Vorliegender Text:

# Java ausserhalb der IDE



## The.Invisible.Third (20. Aug 2004)

Hallo, ich hoffe, ich habe hier den richtigen Thread für meine Frage erwischt.

Ich hab im "Sun Java Studio" eine kleine, bescheidene Application geschrieben, die u.a. mit Hilfe von bereitgestellten _.jar _'s auf einerseits Excel-Dateien und andererseits ein Browser-basierendes Client-Host Programm zugreift.
Bis dahin gibt es auch keine Probleme, allerdings soll dieses Application natürlich auch ausserhalb des Sun-Compilers laufen. Beim ausführen der _main_ beinhaltenden Klasse erscheint jedoch die Fehlermeldung *Exception in thread "main" java.lang.NoClassDefFoundError: "meineKlasse" *und auch wenn ich versuche die _.java _'s aus der Konsole heraus zu compilieren erscheinen Fehlermeldungen mit folgendem Inhalt: *package com.ibm.eNetwork.ECL.ECLPS does not exist*
Wobei dieses Package in einer der bereit gestellten _.jar_ 's enthalten ist. (Unschwer zu erkennen, dass es sich um IBM handelt).

Angezeigte Daten:
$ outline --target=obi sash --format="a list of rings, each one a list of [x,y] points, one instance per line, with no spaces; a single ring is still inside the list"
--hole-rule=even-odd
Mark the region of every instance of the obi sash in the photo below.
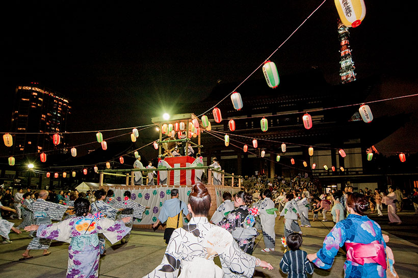
[[[377,263],[386,268],[384,246],[377,240],[369,244],[346,242],[347,261],[363,265]]]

Worum es geht: Kannst du den Forenbeitrag über Java außerhalb der IDE vollständig und Wort für Wort ausgeben?

Antwort zur Aufgabe:
# Java ausserhalb der IDE



## The.Invisible.Third (20. Aug 2004)

Hallo, ich hoffe, ich habe hier den richtigen Thread für meine Frage erwischt.

Ich hab im "Sun Java Studio" eine kleine, bescheidene Application geschrieben, die u.a. mit Hilfe von bereitgestellten _.jar _'s auf einerseits Excel-Dateien und andererseits ein Browser-basierendes Client-Host Programm zugreift.
Bis dahin gibt es auch keine Probleme, allerdings soll dieses Application natürlich auch ausserhalb des Sun-Compilers laufen. Beim ausführen der _main_ beinhaltenden Klasse erscheint jedoch die Fehlermeldung *Exception in thread "main" java.lang.NoClassDefFoundError: "meineKlasse" *und auch wenn ich versuche die _.java _'s aus der Konsole heraus zu compilieren erscheinen Fehlermeldungen mit folgendem Inhalt: *package com.ibm.eNetwork.ECL.ECLPS does not exist*
Wobei dieses Package in einer der bereit gestellten _.jar_ 's enthalten ist. (Unschwer zu erkennen, dass es sich um IBM handelt).